The project was made possible by the approval of the Palm Springs City Council and by funding from the Palm Springs Public Arts Fund. He is excited to contribute to the community with his sculpture, after not seeing much representation of public art in the city.
“I remember moving here and there wasn’t a whole lot going on with public art,” said Campbell. “It was pretty minimal, and walking around downtown and saying passionately, ‘It would be really amazing to have a sculpture or mural here,’ and to have those things realized has been so incredibly special and continued my motivation to keep me going.”
The sculpture will not only sit in a prime spot in the downtown park area but will also be 12 feet high.
“The idea of choosing the 12-foot height came about by the desire of having people be able to step into this space within the sculpture and stepping into this alternate space that allows them to have an experience of their own,” said Campbell.
AN ARTIST’S JOURNEY
Since childhood, Campbell had a passion for making art.
“It was just in me from day one,” said Campbell. “But there’s a lot of instances, now looking back and reflecting. My health was always an issue as a kid, so I was home a lot.”
Campbell was born with several birth defects.
Even while struggling with his health, Campbell will always remember the time when he fell in love with art. He was in the second grade, and he grabbed a handful of Crayons to start to color, and said, “I love this, I want to scribble scrabble for the rest of my life.

(What you will do) Reproduce the Palm Springs sculpture article in full, word for word. Draw only on the Palm Springs sculpture article and nothing beyond it.

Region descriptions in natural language
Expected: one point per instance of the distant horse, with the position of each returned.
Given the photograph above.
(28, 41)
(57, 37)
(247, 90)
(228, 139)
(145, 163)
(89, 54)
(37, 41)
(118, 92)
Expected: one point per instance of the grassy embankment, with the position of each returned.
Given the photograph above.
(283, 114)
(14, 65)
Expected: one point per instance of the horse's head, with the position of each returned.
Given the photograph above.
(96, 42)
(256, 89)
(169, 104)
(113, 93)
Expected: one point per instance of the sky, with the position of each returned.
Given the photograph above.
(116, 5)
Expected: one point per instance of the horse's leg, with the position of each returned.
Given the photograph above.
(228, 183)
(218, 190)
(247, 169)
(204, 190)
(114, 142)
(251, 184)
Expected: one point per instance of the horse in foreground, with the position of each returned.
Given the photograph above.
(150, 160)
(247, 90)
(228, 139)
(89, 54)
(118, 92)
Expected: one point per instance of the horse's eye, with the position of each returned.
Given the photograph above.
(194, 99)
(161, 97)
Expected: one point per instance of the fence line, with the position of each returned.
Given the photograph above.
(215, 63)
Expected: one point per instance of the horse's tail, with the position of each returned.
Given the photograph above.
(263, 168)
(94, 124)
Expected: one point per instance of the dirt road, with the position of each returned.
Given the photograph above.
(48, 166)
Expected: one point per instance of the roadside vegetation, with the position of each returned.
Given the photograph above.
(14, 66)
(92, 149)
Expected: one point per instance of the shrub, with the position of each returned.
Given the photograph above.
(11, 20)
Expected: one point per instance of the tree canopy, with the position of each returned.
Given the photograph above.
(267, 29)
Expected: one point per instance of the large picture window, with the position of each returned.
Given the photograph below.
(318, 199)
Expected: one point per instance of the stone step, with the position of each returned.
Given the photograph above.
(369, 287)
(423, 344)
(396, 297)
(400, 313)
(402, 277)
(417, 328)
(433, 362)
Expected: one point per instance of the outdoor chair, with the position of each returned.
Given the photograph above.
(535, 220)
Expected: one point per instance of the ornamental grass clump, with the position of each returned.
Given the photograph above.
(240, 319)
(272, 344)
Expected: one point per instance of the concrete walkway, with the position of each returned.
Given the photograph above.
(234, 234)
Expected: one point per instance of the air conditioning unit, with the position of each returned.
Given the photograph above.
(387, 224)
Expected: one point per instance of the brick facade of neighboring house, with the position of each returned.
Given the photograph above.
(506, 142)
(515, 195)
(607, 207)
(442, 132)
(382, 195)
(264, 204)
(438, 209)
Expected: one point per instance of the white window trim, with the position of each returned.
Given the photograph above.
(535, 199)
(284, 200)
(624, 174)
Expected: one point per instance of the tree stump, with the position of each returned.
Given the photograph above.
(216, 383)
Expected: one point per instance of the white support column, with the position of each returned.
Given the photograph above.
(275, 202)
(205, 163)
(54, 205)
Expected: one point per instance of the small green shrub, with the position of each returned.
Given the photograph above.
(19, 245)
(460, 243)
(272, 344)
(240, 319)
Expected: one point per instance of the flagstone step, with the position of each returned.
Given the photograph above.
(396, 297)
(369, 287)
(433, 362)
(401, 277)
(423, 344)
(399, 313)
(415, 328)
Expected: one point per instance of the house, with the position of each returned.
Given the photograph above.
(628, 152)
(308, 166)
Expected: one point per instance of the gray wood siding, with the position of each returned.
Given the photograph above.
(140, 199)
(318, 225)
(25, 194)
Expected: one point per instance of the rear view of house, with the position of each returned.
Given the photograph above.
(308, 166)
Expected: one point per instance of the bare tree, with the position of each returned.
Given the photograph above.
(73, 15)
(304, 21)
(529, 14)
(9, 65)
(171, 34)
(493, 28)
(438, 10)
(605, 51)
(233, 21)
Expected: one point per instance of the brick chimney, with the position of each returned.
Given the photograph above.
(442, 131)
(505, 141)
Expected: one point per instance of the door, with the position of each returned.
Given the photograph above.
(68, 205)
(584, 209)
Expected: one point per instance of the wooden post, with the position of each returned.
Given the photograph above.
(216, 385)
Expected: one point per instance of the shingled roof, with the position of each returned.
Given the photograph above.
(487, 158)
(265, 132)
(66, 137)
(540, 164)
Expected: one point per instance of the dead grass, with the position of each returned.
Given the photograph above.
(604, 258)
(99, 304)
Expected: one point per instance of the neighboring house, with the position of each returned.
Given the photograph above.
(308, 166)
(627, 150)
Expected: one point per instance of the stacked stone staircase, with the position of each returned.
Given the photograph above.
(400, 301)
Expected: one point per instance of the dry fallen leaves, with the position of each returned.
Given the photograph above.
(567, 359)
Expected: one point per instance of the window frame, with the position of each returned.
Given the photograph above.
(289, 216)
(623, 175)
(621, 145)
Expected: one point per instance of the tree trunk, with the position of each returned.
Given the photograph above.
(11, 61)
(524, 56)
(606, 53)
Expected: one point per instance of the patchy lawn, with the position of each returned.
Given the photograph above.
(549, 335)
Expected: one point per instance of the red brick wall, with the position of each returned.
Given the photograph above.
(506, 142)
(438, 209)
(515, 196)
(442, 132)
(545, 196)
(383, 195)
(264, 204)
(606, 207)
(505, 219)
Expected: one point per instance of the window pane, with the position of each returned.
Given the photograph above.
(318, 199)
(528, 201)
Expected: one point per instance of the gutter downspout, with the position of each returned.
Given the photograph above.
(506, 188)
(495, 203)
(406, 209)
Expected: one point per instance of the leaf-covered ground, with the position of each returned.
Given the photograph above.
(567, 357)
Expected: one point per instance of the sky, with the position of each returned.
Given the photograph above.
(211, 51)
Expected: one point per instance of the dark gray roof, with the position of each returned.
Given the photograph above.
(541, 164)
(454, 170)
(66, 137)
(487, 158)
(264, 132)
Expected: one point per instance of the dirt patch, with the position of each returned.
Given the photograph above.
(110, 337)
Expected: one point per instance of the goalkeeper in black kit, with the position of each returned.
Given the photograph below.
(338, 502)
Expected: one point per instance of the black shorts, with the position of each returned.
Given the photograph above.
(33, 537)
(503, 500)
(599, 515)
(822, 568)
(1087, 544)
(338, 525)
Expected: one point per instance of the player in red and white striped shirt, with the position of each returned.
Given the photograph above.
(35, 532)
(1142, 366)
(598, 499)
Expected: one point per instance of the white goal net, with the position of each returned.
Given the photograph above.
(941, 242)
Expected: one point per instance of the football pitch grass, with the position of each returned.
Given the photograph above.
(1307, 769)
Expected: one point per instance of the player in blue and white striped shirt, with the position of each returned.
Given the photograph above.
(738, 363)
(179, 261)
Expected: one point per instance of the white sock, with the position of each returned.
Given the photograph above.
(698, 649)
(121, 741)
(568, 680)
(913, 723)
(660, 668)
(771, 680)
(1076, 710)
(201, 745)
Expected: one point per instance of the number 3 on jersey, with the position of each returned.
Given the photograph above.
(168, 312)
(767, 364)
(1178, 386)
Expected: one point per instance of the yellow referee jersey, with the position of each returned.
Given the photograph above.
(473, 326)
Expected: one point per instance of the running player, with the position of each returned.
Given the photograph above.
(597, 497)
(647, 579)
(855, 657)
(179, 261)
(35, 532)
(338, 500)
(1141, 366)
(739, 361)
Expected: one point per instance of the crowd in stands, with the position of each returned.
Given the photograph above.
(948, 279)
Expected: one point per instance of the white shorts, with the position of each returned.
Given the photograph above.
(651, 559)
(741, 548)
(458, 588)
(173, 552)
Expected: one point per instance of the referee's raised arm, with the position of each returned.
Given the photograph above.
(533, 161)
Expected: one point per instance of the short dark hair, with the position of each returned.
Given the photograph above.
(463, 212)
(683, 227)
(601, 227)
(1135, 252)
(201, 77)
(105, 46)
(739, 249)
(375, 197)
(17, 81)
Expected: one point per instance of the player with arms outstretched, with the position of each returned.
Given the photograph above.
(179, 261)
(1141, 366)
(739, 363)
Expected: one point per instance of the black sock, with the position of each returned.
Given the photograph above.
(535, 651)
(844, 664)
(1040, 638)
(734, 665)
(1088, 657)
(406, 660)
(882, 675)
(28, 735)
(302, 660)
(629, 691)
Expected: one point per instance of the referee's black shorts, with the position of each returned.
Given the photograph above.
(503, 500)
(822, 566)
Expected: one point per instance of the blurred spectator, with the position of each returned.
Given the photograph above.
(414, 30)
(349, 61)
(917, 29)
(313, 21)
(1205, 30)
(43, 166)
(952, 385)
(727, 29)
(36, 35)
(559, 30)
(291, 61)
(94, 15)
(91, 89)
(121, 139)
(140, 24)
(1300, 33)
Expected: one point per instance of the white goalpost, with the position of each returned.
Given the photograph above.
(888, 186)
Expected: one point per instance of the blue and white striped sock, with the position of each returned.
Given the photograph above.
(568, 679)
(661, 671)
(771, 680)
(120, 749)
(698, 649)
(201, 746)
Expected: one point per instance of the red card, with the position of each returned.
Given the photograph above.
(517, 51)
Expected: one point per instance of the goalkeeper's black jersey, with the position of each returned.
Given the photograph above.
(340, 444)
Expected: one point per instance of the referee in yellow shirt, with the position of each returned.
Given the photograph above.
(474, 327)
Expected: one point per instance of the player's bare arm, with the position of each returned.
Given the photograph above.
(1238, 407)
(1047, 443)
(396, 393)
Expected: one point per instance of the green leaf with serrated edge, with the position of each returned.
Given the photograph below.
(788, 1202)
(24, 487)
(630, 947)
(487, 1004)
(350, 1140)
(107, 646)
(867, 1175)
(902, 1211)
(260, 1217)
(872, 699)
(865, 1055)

(Answer to the exercise)
The project was made possible by the approval of the Palm Springs City Council and by funding from the Palm Springs Public Arts Fund. He is excited to contribute to the community with his sculpture, after not seeing much representation of public art in the city.
“I remember moving here and there wasn’t a whole lot going on with public art,” said Campbell. “It was pretty minimal, and walking around downtown and saying passionately, ‘It would be really amazing to have a sculpture or mural here,’ and to have those things realized has been so incredibly special and continued my motivation to keep me going.”
The sculpture will not only sit in a prime spot in the downtown park area but will also be 12 feet high.
“The idea of choosing the 12-foot height came about by the desire of having people be able to step into this space within the sculpture and stepping into this alternate space that allows them to have an experience of their own,” said Campbell.
AN ARTIST’S JOURNEY
Since childhood, Campbell had a passion for making art.
“It was just in me from day one,” said Campbell. “But there’s a lot of instances, now looking back and reflecting. My health was always an issue as a kid, so I was home a lot.”
Campbell was born with several birth defects.
Even while struggling with his health, Campbell will always remember the time when he fell in love with art. He was in the second grade, and he grabbed a handful of Crayons to start to color, and said, “I love this, I want to scribble scrabble for the rest of my life.